Can you copy this listing out word for word, leaving out the pictures?

==== Given data ====

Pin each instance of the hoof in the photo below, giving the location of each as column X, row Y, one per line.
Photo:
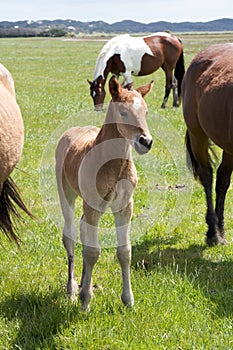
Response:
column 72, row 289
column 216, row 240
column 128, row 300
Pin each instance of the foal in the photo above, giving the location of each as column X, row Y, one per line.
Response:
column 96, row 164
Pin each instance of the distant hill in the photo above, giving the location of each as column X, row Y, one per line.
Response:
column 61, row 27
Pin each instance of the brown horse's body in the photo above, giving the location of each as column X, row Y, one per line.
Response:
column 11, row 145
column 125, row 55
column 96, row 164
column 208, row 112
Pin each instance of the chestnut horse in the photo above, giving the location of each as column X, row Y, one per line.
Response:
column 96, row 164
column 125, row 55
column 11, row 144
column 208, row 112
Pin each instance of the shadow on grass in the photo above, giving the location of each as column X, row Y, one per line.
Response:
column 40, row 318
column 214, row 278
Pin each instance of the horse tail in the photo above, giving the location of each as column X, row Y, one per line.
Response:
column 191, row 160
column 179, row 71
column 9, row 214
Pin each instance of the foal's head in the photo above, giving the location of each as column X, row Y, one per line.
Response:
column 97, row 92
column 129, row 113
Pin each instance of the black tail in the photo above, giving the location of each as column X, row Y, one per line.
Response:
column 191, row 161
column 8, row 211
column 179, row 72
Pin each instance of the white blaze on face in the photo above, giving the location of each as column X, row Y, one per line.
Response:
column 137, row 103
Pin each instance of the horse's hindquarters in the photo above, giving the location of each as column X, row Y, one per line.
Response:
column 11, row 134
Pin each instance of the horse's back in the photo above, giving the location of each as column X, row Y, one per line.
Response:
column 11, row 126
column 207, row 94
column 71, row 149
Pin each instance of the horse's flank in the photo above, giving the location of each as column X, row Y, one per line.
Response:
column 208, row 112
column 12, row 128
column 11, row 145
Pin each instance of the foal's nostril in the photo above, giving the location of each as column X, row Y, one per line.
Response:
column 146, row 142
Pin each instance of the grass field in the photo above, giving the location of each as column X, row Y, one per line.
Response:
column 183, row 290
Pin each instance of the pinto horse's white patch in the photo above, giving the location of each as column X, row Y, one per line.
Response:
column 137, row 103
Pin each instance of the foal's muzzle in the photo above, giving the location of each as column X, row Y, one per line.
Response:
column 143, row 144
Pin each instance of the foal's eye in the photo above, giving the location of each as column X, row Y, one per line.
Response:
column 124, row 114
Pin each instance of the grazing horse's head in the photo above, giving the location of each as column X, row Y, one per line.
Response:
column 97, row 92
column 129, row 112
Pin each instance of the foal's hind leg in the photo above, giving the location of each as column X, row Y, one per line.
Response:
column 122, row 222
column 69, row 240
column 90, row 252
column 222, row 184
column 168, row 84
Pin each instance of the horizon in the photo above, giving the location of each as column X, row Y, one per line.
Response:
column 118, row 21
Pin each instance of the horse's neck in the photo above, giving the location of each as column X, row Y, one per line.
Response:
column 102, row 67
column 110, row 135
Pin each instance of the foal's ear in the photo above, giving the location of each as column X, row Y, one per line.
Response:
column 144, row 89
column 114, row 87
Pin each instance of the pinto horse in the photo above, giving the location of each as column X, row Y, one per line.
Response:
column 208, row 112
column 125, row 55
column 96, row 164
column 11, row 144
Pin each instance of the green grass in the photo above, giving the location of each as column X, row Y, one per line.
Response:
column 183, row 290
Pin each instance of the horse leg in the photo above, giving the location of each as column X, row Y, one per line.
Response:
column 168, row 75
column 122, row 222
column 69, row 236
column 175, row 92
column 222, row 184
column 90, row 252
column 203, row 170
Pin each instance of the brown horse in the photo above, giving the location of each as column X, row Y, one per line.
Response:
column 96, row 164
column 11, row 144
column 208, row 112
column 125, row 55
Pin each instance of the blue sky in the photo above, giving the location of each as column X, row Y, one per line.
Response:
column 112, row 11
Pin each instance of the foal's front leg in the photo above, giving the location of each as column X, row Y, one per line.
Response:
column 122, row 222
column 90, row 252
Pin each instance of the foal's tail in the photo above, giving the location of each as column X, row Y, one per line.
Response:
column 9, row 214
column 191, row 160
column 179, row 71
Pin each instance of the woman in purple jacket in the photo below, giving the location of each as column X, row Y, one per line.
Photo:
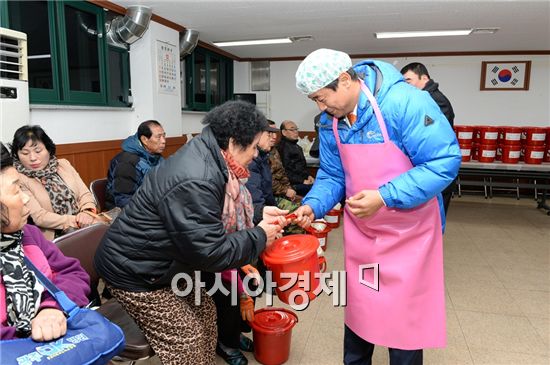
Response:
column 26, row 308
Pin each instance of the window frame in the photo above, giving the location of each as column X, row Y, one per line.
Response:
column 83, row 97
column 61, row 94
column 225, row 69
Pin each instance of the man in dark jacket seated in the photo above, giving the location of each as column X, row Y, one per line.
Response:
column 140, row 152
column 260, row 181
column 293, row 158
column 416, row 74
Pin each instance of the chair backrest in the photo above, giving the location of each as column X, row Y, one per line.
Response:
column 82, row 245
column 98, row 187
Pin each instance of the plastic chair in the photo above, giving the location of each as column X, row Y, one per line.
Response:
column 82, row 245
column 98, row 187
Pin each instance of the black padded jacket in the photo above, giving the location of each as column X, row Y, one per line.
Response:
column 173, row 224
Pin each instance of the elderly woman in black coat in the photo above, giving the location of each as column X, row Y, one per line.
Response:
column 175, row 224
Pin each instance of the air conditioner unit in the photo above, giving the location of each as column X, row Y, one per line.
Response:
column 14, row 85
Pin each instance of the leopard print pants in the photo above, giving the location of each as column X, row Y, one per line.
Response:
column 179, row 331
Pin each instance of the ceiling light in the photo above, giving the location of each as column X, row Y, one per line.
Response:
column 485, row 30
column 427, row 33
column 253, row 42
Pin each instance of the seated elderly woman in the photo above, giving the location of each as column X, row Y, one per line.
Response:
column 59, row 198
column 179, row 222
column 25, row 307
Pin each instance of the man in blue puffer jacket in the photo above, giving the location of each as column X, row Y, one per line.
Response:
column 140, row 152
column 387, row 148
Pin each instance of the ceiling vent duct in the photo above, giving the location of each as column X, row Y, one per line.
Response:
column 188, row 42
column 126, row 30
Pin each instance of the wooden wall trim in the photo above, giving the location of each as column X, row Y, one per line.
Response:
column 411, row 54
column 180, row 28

====

• _Solved problem_:
Pin each instance of the hoof in the photo below, giving the location of each as column X, row Y, one per line.
Photo:
Response:
column 72, row 289
column 216, row 240
column 128, row 300
Pin each instance of the foal in the photo above, giving the location of each as column X, row Y, one per line.
Response:
column 96, row 164
Pin each instance of the distant hill in the photo above, giving the location of each as column X, row Y, one per line.
Response:
column 61, row 27
Pin each instance of the brown horse's body in the photo above, giving the location of each as column X, row Y, one per line.
Response:
column 11, row 145
column 125, row 55
column 96, row 164
column 208, row 112
Pin each instance of the chestnut horse in the photo above, giving the location of each as column X, row Y, one per line.
Response:
column 96, row 164
column 125, row 55
column 11, row 144
column 208, row 112
Pin each instance of the shadow on grass in the photo above, giving the location of each as column X, row Y, one per line.
Response:
column 40, row 318
column 214, row 278
Pin each instance of the horse tail in the photo above, giving the location of each as column X, row Y, one per line.
Response:
column 191, row 160
column 179, row 71
column 9, row 214
Pin each instance of the foal's head in the photo above, giving the location of each as column X, row Y, one per line.
Response:
column 97, row 92
column 129, row 113
Pin each instance of the black tail in the photo above, giving the location of each as column X, row Y, one per line.
Response:
column 191, row 161
column 8, row 211
column 179, row 72
Pin each instance of the white blaze on face in the photo above, giving the location of each as column X, row Y, one per line.
Response:
column 137, row 103
Pin each instance of the horse's hindquarters in the photo above, giving the location of each as column X, row Y, one per line.
Response:
column 11, row 134
Pin each instance of the horse's back in the photo above, giving the location of each as column X, row Y, one per line.
Response:
column 11, row 126
column 207, row 94
column 71, row 149
Pin each instance of the horse's flank in the photo above, giving the location of each as column X, row Y, one per line.
Response:
column 208, row 112
column 12, row 128
column 11, row 145
Pin each instance of the foal's nostril in the photo above, giving the location of each as column X, row Y, one per line.
Response:
column 146, row 142
Pin each instance of the grass field in the photo above, giving the location of each as column X, row Y, one per line.
Response:
column 183, row 290
Pin each instance of the pinto horse's white patch in the photo above, giving the location of each as column X, row Y, one per line.
Response:
column 137, row 103
Pin each instance of the foal's muzzle in the photo above, giving the location of each as column X, row Y, one per line.
Response:
column 143, row 144
Pin each instance of the foal's eye in the photo above, giving the location of each as column X, row Y, one per line.
Response:
column 124, row 114
Pin each instance of the grazing horse's head in the photo above, giving the location of each as column X, row Y, one per line.
Response:
column 97, row 92
column 129, row 112
Pin each instance of the foal's hind leg in the photo above, giving the location of each as column X, row Y, one per line.
Response:
column 122, row 222
column 69, row 240
column 90, row 252
column 222, row 184
column 168, row 84
Pin each instance of the horizon in the photo above, giving the location of each as column X, row Y, one per line.
Response:
column 118, row 21
Pin each instance of the horse's neck in the photo above, giving the location of each as column X, row Y, one per line.
Response:
column 102, row 67
column 110, row 135
Pin each instance of the foal's ear in the photo above, giving the location of each as column X, row Y, one per line.
Response:
column 144, row 89
column 114, row 87
Pin each instance of the pinto horse in the photo above, giving the location of each as column X, row Y, one per line.
Response:
column 208, row 112
column 125, row 55
column 96, row 164
column 11, row 144
Pin each instance of the green grass in the photo above, giving the location of each as column X, row Y, one per line.
Response:
column 183, row 290
Pin each instance of the horse leg in the photo above, giving the location of each as column X, row Y, one per line.
Response:
column 168, row 75
column 122, row 222
column 69, row 236
column 175, row 92
column 222, row 184
column 90, row 252
column 203, row 170
Pin each instance of the brown horse in the photo above, giving the location of each as column X, row Y, one per line.
Response:
column 96, row 164
column 11, row 144
column 208, row 112
column 125, row 55
Pin each instance of the blue sky in the photo above, giving the location of each as column X, row Y, one per line.
Response:
column 112, row 11
Pin each instance of the foal's front leg in the photo above, giving the location of each as column X, row Y, one per line.
Response:
column 122, row 222
column 90, row 252
Pin each instance of the foal's tail in the photo above, giving the location of each as column X, row Y, one per line.
Response:
column 9, row 214
column 191, row 160
column 179, row 71
Pin each instance of the woman in purple jacket in the photo below, giving the location of each as column X, row Y, one per line.
Photo:
Response:
column 26, row 308
Pin each instance of the window frame in the photo above, giving the location of each as column X, row Y, one per line.
Response:
column 83, row 97
column 61, row 94
column 225, row 69
Pin each instance of the man in dark jacket seated in the photo above, giving the location of each as column X, row Y, one per line.
Response:
column 140, row 152
column 260, row 181
column 293, row 158
column 416, row 74
Pin each instance of the chair backrest in the photo above, giving the location of each as column X, row Y, one per line.
Response:
column 82, row 245
column 98, row 187
Pin each instance of the plastic chair in the photo above, giving the location of each as column X, row Y, one per line.
Response:
column 82, row 245
column 98, row 187
Pin each instance of the black padded jacket in the photo above, giving the location of each as column X, row Y, one per line.
Response:
column 173, row 224
Pin each instance of the elderly woman in black coat in the photo above, giving the location of each as column X, row Y, one per line.
Response:
column 175, row 224
Pin each instance of the air conditioner unit in the photo above, giving the location of each as column X, row Y, one per line.
Response:
column 14, row 85
Pin each instance of the leopard print pants in the photo above, giving the location of each as column X, row Y, one per line.
Response:
column 179, row 331
Pin each instance of the ceiling light in the photo above, giving the location of each as column X, row Y, one per line.
Response:
column 485, row 30
column 427, row 33
column 253, row 42
Pin each instance of the seated elderly woman in the photo above, giving the location of each as column X, row Y, one per line.
Response:
column 59, row 198
column 179, row 222
column 25, row 307
Pin each instance of the man in blue puffer jacket in the photo above, giving the location of each as column X, row Y, one per line.
Response:
column 140, row 152
column 387, row 148
Pin each instance of the ceiling vent duct in the photo above, giving the location of each as column X, row Y, one per line.
Response:
column 188, row 42
column 126, row 30
Pin each instance of the wooden wall trim in the photo above, giving the location of each as column X, row Y, one per line.
Response:
column 411, row 54
column 180, row 28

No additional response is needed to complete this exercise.